June 11, 1978 – The Speak & Spell is announced

Texas Instruments introduced the Speak & Spell at the Consumer Electronics Show in 1978. It was the first single-chip voice synthesizer, at a time when toys otherwise played voices back from a tape or phonograph record. A variant of the technology was used in the Electronic Voice Alert in Chrysler vehicles in the 1980s. The Speak & Spell had a vocabulary of 200 words, and went through several redesigns. The last was released in 1992. Today, musicians continue to use it as an instrument, sometimes modding it so it can create more sounds.

June 19, 1623 – Blaise Pascal is born

A YouTube video on how the Pascaline works

Blaise Pascal began working on his “Pascaline” mechanical calculator when he was 19. It had addition and subtraction functions, which could be repeated to multiply and divide. He intended it to help his father in his work as a supervisor of taxes. The Pascaline was the first calculator to be used in an office, but its expense and complexity limited sales. About twenty machines were built during Pascal’s short life (he died at 39). Nine of his calculators still exist today.

June 21, 1948 – The first program is runI

The Manchester Baby, also known as the Manchester Small-Scale Experimental Machine (SSEM), was the first computer to run a program stored electronically in its memory, rather than built into its hardware or stored on paper tape. It ran its first program on June 21, 1948, which was designed to find the highest proper factor of 2 to 18. The Baby found the solution after running 3.5 million operations in 52 minutes. The machine was a precursor to the first commercially available general purpose computer, the Ferranti Mark 1.

June 23, 1983 – Test of the Domain Name System (DNS)

The Stanford Research Institute once maintained a text file that matched simple host names to numerical ARPANET addresses, called HOSTS.TXT. But as the number of hosts grew, this and similar practices became unwieldy. In 1983, an automated Domain Name System was tested for the first time, the beginnings of the modern system we still use today.

June 23, 1912 – Alan Turing’s birth; June 7, 1954 – Turing’s death

Turing, Alan

British mathematician and computer scientist Alan Turing was born June 23, 1912, and died 41 years later on June 7, 1954. He theorized a “universal computer” that could run any program, known as a Turing Machine. His machine-assisted codebreaking might have shortened World War II by as much as two years, saving as many as 14 million lives.

_Extracted information_
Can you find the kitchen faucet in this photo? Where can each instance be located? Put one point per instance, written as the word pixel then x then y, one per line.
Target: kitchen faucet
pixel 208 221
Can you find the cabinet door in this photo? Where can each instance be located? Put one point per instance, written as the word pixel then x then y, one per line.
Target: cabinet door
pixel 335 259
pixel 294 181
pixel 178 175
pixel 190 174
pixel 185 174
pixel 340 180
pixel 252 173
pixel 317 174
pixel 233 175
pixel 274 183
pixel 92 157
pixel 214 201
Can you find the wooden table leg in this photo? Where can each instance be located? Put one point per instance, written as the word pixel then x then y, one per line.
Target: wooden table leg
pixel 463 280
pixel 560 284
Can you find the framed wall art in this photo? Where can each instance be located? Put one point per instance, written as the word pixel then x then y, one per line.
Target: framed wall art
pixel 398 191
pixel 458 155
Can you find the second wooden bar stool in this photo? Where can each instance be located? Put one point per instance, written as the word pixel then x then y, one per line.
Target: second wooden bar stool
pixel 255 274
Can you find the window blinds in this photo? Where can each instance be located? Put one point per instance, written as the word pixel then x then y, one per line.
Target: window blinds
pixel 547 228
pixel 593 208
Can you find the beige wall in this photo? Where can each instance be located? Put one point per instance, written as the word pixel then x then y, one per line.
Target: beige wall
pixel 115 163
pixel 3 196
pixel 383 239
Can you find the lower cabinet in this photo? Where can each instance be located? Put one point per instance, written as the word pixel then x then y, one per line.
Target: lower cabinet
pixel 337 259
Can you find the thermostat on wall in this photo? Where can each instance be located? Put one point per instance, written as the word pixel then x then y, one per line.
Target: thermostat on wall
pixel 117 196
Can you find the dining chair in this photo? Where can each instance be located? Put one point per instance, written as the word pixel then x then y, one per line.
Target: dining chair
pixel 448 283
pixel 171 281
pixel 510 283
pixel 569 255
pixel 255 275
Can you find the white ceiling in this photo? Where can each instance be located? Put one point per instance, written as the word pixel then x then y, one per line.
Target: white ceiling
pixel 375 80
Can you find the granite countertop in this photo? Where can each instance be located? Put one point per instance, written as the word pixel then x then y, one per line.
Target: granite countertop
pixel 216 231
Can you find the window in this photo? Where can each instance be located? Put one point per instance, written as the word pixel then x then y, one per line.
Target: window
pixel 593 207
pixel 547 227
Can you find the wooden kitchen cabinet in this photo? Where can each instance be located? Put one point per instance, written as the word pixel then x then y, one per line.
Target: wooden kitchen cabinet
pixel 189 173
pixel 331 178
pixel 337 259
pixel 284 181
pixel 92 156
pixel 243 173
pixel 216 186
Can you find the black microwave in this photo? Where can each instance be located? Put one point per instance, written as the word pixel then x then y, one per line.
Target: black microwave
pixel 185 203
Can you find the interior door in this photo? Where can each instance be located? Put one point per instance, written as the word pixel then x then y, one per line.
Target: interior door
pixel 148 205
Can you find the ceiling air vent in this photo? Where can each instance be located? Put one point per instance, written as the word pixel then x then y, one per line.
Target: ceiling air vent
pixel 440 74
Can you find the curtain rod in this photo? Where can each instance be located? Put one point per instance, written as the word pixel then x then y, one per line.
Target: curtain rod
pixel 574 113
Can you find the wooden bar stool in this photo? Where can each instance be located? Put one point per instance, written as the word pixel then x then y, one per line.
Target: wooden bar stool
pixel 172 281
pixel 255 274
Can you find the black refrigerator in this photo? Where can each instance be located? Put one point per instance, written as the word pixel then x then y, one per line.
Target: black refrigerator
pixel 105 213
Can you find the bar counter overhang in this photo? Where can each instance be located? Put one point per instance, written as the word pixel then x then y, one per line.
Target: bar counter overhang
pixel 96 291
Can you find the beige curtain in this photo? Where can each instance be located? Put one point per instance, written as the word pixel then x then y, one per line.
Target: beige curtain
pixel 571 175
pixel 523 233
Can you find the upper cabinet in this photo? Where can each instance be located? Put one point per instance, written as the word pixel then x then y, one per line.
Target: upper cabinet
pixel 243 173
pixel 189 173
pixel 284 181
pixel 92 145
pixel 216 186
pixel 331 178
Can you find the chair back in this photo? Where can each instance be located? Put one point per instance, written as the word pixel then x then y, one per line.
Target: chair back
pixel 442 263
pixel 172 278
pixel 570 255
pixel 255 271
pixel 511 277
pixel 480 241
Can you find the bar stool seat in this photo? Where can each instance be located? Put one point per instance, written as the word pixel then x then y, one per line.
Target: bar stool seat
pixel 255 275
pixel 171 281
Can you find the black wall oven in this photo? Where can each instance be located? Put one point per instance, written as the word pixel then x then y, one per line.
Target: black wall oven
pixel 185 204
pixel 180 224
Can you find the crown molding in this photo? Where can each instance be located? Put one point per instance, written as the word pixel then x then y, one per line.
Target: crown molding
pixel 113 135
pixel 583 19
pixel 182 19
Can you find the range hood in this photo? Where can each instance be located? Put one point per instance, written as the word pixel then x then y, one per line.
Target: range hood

_Work to complete_
**A)** List every date that appears in a section heading of the passage on June computing milestones.
**B)** Reproduce everything from "June 21, 1948 –" down to "Name System (DNS)" in the passage on June computing milestones.
The listing plays no part in this exercise.

_Task-by-task results_
**A)**
June 11, 1978
June 19, 1623
June 21, 1948
June 23, 1983
June 23, 1912
June 7, 1954

**B)**
June 21, 1948 – The first program is runI

The Manchester Baby, also known as the Manchester Small-Scale Experimental Machine (SSEM), was the first computer to run a program stored electronically in its memory, rather than built into its hardware or stored on paper tape. It ran its first program on June 21, 1948, which was designed to find the highest proper factor of 2 to 18. The Baby found the solution after running 3.5 million operations in 52 minutes. The machine was a precursor to the first commercially available general purpose computer, the Ferranti Mark 1.

June 23, 1983 – Test of the Domain Name System (DNS)